Copy out exactly the lines from the one containing "The service SHOULD place a point on the necklace, one" to the end of the records below, both included, and nothing else.

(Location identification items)
==================================================
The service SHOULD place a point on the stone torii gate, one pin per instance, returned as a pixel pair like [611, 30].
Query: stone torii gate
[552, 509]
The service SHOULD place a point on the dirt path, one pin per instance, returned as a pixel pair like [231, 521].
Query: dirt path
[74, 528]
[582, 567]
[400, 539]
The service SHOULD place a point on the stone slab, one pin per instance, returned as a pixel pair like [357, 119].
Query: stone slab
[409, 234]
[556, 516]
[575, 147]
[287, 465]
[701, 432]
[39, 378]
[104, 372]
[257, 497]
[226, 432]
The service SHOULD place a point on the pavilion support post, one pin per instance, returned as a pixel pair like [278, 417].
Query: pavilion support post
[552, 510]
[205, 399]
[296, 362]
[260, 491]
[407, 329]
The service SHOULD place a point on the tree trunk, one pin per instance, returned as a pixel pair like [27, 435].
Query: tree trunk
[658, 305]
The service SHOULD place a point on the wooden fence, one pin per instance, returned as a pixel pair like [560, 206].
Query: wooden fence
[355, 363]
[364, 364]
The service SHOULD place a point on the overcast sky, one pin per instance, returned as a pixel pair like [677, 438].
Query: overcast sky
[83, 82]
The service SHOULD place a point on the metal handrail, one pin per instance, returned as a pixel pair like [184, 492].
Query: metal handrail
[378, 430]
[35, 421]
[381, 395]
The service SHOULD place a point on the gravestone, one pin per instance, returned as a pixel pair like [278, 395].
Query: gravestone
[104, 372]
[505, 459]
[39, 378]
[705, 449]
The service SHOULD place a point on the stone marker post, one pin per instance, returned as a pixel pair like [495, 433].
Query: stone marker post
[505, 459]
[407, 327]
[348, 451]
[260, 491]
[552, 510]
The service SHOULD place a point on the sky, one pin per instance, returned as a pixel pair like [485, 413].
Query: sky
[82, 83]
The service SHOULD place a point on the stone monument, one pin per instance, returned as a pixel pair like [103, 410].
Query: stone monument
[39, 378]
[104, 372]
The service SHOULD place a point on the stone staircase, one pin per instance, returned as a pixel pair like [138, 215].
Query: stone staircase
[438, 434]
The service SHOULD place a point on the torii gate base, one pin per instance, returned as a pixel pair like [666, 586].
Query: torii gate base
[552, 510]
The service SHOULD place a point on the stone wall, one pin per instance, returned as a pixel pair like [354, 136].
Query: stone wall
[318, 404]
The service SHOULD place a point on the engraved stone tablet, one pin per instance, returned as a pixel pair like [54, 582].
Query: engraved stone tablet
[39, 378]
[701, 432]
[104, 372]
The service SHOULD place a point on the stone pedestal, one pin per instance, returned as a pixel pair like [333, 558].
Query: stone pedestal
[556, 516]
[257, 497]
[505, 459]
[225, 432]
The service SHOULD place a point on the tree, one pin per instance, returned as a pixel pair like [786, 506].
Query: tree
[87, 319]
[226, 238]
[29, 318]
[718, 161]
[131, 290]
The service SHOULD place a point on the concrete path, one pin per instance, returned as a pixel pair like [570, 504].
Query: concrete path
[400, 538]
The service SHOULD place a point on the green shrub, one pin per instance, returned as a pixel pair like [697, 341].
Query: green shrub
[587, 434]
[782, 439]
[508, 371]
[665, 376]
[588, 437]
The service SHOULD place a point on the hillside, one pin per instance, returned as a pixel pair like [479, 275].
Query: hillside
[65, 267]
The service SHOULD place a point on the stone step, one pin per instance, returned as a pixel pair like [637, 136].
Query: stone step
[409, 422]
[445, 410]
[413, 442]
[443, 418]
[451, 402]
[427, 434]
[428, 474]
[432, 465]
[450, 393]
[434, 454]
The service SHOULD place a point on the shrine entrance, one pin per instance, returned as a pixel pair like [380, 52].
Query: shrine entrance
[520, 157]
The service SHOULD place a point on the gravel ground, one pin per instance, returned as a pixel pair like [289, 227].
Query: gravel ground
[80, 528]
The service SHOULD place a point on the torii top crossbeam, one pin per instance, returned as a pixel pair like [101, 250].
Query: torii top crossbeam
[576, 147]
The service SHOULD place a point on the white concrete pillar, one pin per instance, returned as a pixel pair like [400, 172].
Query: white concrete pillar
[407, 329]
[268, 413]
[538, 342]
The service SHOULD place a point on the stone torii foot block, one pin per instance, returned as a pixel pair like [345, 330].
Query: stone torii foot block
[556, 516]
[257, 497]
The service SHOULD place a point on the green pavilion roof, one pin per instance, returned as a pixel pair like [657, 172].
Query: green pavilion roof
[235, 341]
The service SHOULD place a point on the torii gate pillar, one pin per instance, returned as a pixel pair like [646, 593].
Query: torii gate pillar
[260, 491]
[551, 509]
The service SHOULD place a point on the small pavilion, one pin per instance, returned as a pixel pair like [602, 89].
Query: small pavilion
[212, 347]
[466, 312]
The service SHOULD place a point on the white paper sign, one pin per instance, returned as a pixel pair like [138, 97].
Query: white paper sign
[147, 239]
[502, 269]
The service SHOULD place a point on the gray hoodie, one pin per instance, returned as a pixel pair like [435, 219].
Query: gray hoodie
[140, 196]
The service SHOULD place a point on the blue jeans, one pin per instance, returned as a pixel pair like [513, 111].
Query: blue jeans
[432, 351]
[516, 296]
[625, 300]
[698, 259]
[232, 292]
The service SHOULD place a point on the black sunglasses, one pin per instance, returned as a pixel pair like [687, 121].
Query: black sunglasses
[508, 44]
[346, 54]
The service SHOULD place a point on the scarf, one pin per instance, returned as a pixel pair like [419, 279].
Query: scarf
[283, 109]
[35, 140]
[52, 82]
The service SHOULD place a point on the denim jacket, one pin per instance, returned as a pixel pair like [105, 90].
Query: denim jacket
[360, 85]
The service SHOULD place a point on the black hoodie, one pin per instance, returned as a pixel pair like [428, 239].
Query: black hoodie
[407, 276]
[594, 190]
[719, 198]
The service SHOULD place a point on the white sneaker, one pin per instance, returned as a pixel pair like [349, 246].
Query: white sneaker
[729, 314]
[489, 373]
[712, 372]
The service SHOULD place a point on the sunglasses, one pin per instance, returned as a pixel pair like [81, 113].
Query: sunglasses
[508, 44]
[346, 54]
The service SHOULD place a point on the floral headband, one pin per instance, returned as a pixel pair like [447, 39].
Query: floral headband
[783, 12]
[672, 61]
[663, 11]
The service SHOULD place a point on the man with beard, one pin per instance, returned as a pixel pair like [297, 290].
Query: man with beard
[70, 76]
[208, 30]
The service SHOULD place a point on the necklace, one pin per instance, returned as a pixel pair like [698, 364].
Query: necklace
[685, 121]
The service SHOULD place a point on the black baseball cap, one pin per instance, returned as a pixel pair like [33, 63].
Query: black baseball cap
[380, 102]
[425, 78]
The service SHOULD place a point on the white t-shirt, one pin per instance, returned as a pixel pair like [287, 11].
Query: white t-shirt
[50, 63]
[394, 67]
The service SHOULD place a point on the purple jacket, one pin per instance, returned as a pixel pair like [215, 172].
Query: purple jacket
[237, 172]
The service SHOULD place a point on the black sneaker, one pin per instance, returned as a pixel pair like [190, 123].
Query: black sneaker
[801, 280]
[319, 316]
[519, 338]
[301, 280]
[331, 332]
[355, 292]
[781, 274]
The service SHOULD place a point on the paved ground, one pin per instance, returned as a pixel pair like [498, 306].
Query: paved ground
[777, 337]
==================================================
## Result of the exercise
The service SHOULD place a point on the necklace, one pin per instance, returned as a pixel pair like [698, 364].
Query: necklace
[685, 121]
The service SHOULD place a point on the black baseball cap, one pin per instance, returned as a pixel pair like [33, 63].
Query: black baseball cap
[380, 102]
[425, 78]
The service SHOULD place a point on the white t-shirt, one pin per instance, returned as a pixel pair like [287, 11].
Query: white t-shirt
[50, 63]
[394, 67]
The service SHOULD place a point on the purple jacket, one pin per instance, returned as a pixel pair like [215, 172].
Query: purple jacket
[237, 172]
The service SHOULD place a point on the black sneaker, one pin per instance, returned as a pixel pair like [190, 123].
Query: black sneaker
[801, 280]
[319, 316]
[519, 338]
[301, 280]
[331, 332]
[355, 292]
[781, 274]
The service SHOULD place a point on the paved ground, one pin per instance, returned as a pixel pair like [498, 306].
Query: paved ground
[777, 337]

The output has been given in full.